[BEGIN EXCERPTED RECORDS]

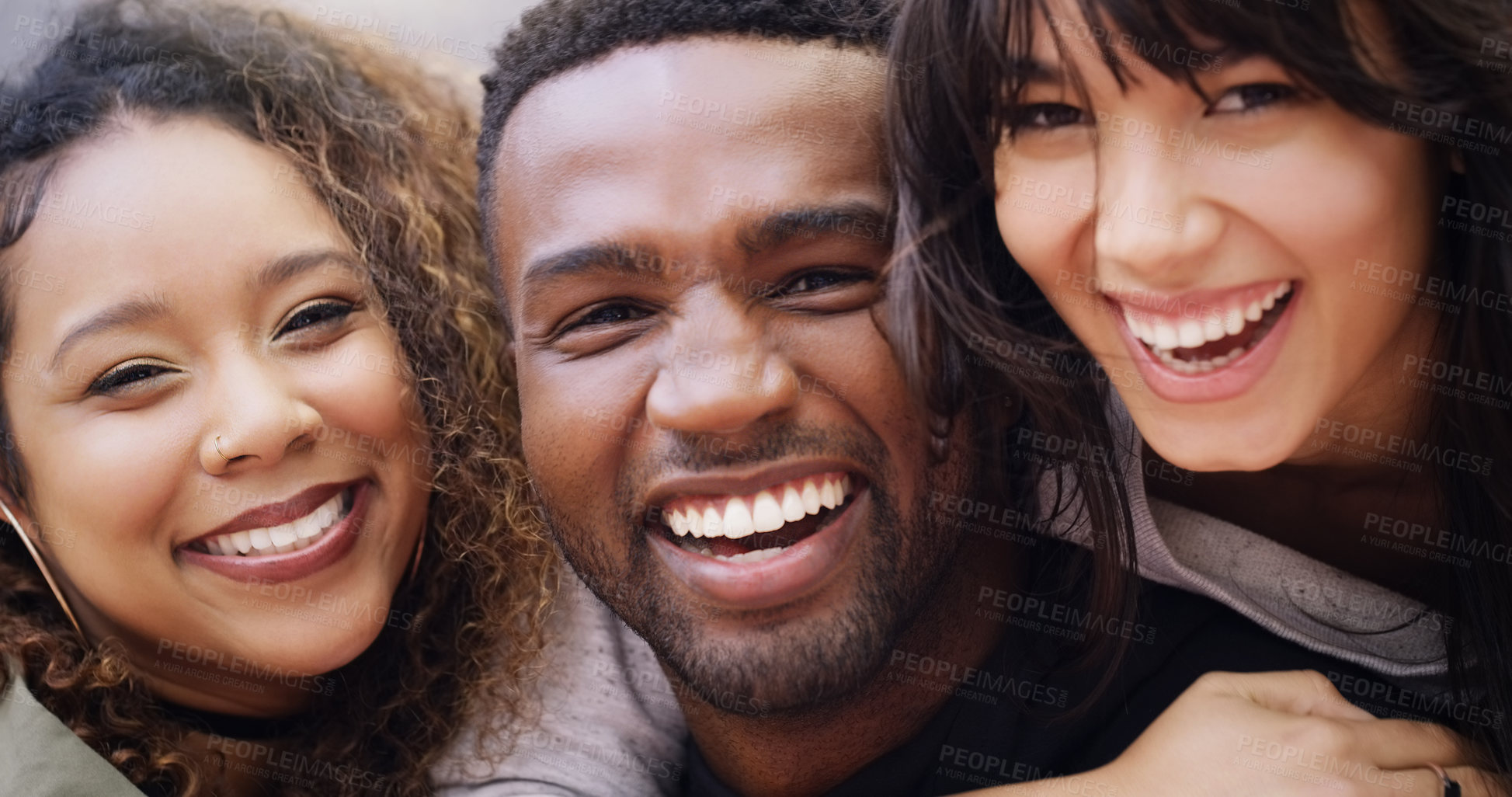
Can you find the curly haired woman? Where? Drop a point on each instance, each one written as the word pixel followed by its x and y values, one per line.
pixel 252 418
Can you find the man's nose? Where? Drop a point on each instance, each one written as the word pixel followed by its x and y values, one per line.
pixel 720 374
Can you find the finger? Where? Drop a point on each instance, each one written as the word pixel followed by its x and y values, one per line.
pixel 1293 691
pixel 1399 744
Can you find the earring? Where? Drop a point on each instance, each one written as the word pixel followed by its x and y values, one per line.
pixel 940 437
pixel 36 557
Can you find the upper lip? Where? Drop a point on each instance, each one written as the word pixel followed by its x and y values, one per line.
pixel 742 482
pixel 1151 300
pixel 280 513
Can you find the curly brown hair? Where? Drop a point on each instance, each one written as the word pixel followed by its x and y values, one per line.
pixel 391 155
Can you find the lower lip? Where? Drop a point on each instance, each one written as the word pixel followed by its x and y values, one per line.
pixel 1221 383
pixel 780 579
pixel 332 548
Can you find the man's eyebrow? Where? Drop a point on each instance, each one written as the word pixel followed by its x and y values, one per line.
pixel 287 266
pixel 123 313
pixel 785 226
pixel 605 257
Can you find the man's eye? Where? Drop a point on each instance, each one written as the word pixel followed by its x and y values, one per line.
pixel 1045 117
pixel 1253 97
pixel 123 377
pixel 322 312
pixel 607 313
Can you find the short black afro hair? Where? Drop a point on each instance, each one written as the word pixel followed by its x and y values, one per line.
pixel 560 35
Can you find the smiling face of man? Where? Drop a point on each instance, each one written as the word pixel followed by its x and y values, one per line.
pixel 691 241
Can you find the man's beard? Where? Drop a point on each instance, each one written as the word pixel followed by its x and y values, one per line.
pixel 794 664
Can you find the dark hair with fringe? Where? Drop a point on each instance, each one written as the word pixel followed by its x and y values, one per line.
pixel 348 121
pixel 959 282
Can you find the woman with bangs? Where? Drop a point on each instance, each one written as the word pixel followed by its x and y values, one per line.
pixel 1275 230
pixel 262 539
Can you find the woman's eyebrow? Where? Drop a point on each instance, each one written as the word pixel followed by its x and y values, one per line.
pixel 145 309
pixel 287 266
pixel 124 313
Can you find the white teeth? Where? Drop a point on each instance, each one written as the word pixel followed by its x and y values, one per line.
pixel 1232 322
pixel 292 536
pixel 739 520
pixel 791 506
pixel 283 536
pixel 260 539
pixel 769 510
pixel 1190 335
pixel 1166 336
pixel 766 512
pixel 811 498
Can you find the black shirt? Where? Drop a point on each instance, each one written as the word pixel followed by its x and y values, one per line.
pixel 1010 720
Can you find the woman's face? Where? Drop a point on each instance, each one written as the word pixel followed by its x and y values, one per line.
pixel 210 412
pixel 1226 252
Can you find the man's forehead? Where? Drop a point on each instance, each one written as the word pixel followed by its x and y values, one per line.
pixel 658 138
pixel 729 89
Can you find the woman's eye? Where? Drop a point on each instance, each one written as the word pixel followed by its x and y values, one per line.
pixel 1253 97
pixel 318 313
pixel 607 313
pixel 121 377
pixel 817 280
pixel 1047 117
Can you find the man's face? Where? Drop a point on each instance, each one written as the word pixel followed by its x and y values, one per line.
pixel 691 241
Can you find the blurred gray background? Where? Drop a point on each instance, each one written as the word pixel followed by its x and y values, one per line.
pixel 450 37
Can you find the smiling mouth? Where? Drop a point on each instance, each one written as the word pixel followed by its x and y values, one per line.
pixel 292 536
pixel 759 525
pixel 1197 346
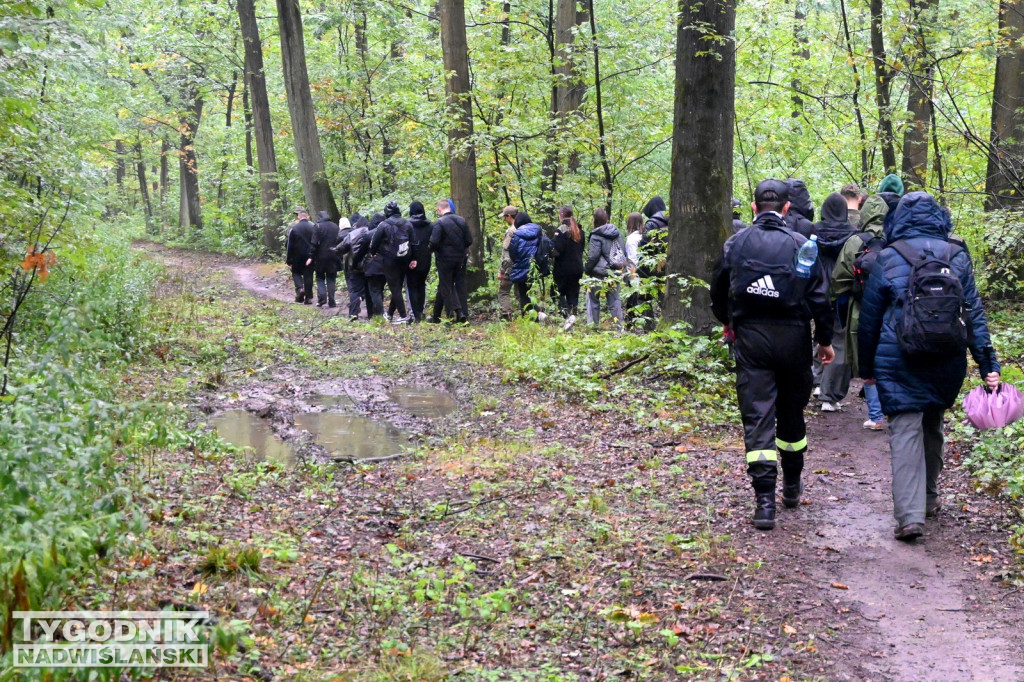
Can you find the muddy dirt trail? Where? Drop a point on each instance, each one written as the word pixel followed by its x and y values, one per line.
pixel 876 608
pixel 924 611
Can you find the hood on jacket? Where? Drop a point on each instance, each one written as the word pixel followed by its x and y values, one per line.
pixel 800 198
pixel 872 215
pixel 919 215
pixel 607 231
pixel 893 183
pixel 653 207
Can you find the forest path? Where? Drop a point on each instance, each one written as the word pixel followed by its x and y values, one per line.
pixel 928 610
pixel 832 573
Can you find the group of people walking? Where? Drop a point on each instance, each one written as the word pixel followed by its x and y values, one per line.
pixel 885 291
pixel 384 251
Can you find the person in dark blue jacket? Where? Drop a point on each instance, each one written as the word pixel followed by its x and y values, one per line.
pixel 914 393
pixel 522 250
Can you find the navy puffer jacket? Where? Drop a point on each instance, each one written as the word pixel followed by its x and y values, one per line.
pixel 522 249
pixel 912 386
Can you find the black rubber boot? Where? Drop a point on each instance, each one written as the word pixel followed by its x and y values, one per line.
pixel 764 511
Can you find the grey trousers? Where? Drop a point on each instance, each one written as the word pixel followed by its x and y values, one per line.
pixel 836 376
pixel 915 441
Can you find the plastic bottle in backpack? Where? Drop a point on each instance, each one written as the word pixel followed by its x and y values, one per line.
pixel 806 256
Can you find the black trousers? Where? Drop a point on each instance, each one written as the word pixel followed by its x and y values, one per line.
pixel 452 292
pixel 375 301
pixel 568 295
pixel 773 385
pixel 416 282
pixel 356 284
pixel 302 278
pixel 395 276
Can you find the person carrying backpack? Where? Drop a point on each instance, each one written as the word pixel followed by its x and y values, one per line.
pixel 391 242
pixel 605 260
pixel 921 312
pixel 767 304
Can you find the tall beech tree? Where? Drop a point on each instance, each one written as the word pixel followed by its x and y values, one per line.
pixel 300 108
pixel 699 214
pixel 1005 178
pixel 462 154
pixel 260 112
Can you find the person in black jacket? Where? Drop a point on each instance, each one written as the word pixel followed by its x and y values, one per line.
pixel 299 256
pixel 419 267
pixel 567 269
pixel 373 266
pixel 767 307
pixel 391 242
pixel 450 241
pixel 326 262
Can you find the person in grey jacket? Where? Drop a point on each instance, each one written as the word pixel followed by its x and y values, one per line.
pixel 605 256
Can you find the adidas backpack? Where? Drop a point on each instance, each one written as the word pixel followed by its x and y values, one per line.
pixel 932 320
pixel 870 247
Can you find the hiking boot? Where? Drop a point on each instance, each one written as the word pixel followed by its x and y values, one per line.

[END EXCERPTED RECORDS]

WRITTEN INSTRUCTION:
Format the listing above as a numbered list, omitting any blank lines and leaving out the pictures.

RESPONSE TO THIS EXERCISE:
1. Can you find the curly haired woman? Where? Drop a point on each instance, each one written as the word pixel followed by its x and y values, one per line.
2. pixel 252 418
3. Can you find the man's nose? Where? Drop a point on each instance, each one written as the word pixel followed by its x and y values, one per line.
4. pixel 720 374
5. Can you find the finger? Where? Drop a point on each instance, each one written as the word pixel followed by its x and y values, one per line.
6. pixel 1293 691
7. pixel 1399 744
8. Can you find the earring? Where? Drop a point on each instance, each one written as the word pixel followed by its x and y values, one per line.
9. pixel 940 437
10. pixel 36 557
11. Can you find the upper lip? Where? Drop a point on each instance, each one written as the word pixel followed by its x and y values, one per line.
12. pixel 742 482
13. pixel 1151 300
14. pixel 280 513
15. Can you find the curly brown hair? Where? Drop a point on each instance, each one written as the word pixel followed by its x and y values, one per line.
16. pixel 391 155
17. Can you find the lower lip? Where? Drop a point on each instance, each one written as the word pixel followed by its x and y values, one per line.
18. pixel 1221 383
19. pixel 780 579
20. pixel 332 548
21. Can you find the man's eyebrow? Where? Drop a point on each instance, each one written as the word pixel followed by its x and y values, one per line.
22. pixel 287 266
23. pixel 123 313
24. pixel 785 226
25. pixel 605 257
26. Can you find the man's eye? Where? Drop a point on each instance, each one written as the word pixel followed by its x and y values, one per line.
27. pixel 1045 117
28. pixel 1253 97
29. pixel 123 377
30. pixel 322 312
31. pixel 607 313
32. Can you find the short black afro hair? Where? Drop a point on each instance, each one written as the word pixel followed by its x and y values, one per line.
33. pixel 560 35
34. Can you find the smiling face of man? Where? Drop a point on each instance, each one written as the word pixel followed by its x and y values, one per line.
35. pixel 691 241
36. Can you find the man's beard? Where? Drop a point on each instance, each one written as the word pixel followed by its x and y values, one per line.
37. pixel 794 664
38. Can you find the dark hair with fringe? Where? Drop a point on each instance, each one written as the word pixel followed by its x and y values, one per line.
39. pixel 348 121
40. pixel 959 282
41. Can you find the woman with bangs? Where? Drop a point on each instance, each one written as the word pixel followed by its x and y values, one per line.
42. pixel 1275 230
43. pixel 262 539
44. Can you find the woman's eyebrow? Where? Drop a point on each instance, each one written as the word pixel followed by its x and y values, one per line.
45. pixel 145 309
46. pixel 287 266
47. pixel 124 313
48. Can you find the white teeth? Where? Drop a point on each instance, each one written as the word pixel followed by its x and y values, one per line.
49. pixel 1232 322
50. pixel 292 536
51. pixel 739 520
52. pixel 791 506
53. pixel 283 536
54. pixel 260 539
55. pixel 769 510
56. pixel 1190 335
57. pixel 1166 336
58. pixel 766 512
59. pixel 811 498
60. Can you find the black shirt? Where? Drop a point on each instance, each one written as the word pixel followed by its x and y values, one per line.
61. pixel 1010 720
62. Can you find the woman's face? Where? Drop a point on each instance, each one written as the word pixel followed by its x and y values, one per line.
63. pixel 210 412
64. pixel 1226 252
65. Can you find the man's forehead? Where? Drop a point on each instance, each one written as the word pixel followed by its x and y values, one per line.
66. pixel 658 138
67. pixel 729 89
68. Can you find the woman's eye? Where? Drop a point on each instance, each one written as the word pixel followed by its x and y values, one per line.
69. pixel 1253 97
70. pixel 318 313
71. pixel 607 313
72. pixel 121 377
73. pixel 817 280
74. pixel 1047 117
75. Can you find the man's face? Where? Drop a point on each instance, each one written as the word pixel followed by its x and y values, one per line.
76. pixel 691 241
77. Can you find the blurred gray background? Where? Drop a point on each instance, each one written as the word pixel followed by its x and y values, one per line.
78. pixel 450 37
79. Can you find the smiling mouth? Where? Drop a point on each instance, each one written as the word pixel followed by its x and y values, one per line.
80. pixel 292 536
81. pixel 759 525
82. pixel 1197 346
83. Can you find the muddy dirt trail? Where? Drop a point on each instance, each one written as the word pixel followed by its x and y values, one per line.
84. pixel 876 608
85. pixel 924 611
86. Can you find the hood on jacket? Where? Drop a point on each instance, each one written as the word pixel followed by its x and y values, one per line.
87. pixel 800 198
88. pixel 872 215
89. pixel 919 215
90. pixel 607 231
91. pixel 893 183
92. pixel 653 207
93. Can you find the forest path? Where? Drop a point on each instance, each one written as the word pixel followed by its x and y values, one per line.
94. pixel 928 610
95. pixel 832 573
96. Can you find the group of people walking? Where? Drop a point on each instance, each one written as the word pixel followed by its x and y values, one per line.
97. pixel 885 291
98. pixel 384 251
99. Can you find the person in dark blue jacket? Where? Drop a point on each instance, each one written as the word pixel followed by its x and y values, one per line.
100. pixel 914 393
101. pixel 522 250
102. Can you find the navy puffer jacket? Where? Drop a point on each instance, each one written as the word pixel followed by its x and y values, one per line.
103. pixel 522 249
104. pixel 912 386
105. Can you find the black rubber boot? Where? Drop a point on each instance, each one written as the word pixel followed by its x and y values, one per line.
106. pixel 764 511
107. Can you find the grey trousers? Where? Drop a point on each instance, each one written as the word pixel followed by its x and y values, one per line.
108. pixel 836 376
109. pixel 915 441
110. Can you find the plastic bottle in backpack? Where? Drop a point on each instance, each one written as the word pixel followed by its x and y values, one per line.
111. pixel 806 256
112. Can you find the black trousers? Where? Drop a point on each instance, each one written as the word pixel followed by its x and y values, one per line.
113. pixel 452 292
114. pixel 375 301
115. pixel 568 295
116. pixel 773 385
117. pixel 416 282
118. pixel 356 284
119. pixel 302 278
120. pixel 395 276
121. Can you find the person carrying backpack? Where? Drop a point on each instance, each one written as the word pixel followed by its x and y values, one per line.
122. pixel 391 242
123. pixel 605 260
124. pixel 921 312
125. pixel 767 304
126. Can you find the tall beech tree? Where? Drop a point on each instance, each one written as the word pixel followed by its x and y values, one per line.
127. pixel 300 108
128. pixel 699 214
129. pixel 1005 178
130. pixel 462 154
131. pixel 260 112
132. Can you find the person in black jacket? Where? Drop a point on each instance, each one written as the word pixel followed by its x and y values, one per line.
133. pixel 299 256
134. pixel 419 267
135. pixel 567 269
136. pixel 373 266
137. pixel 767 307
138. pixel 391 242
139. pixel 450 241
140. pixel 326 262
141. Can you find the person in grey jacket? Where? Drop a point on each instance, each one written as the word pixel followed by its x and y values, one per line.
142. pixel 605 256
143. Can you find the adidas backpack? Where? Drop a point on each instance, each one written as the word pixel followed by its x and y values, one per line.
144. pixel 932 320
145. pixel 870 247
146. Can you find the hiking boot? Where? Drop a point on each instance, each one written as the word pixel followed by its x and y values, one per line.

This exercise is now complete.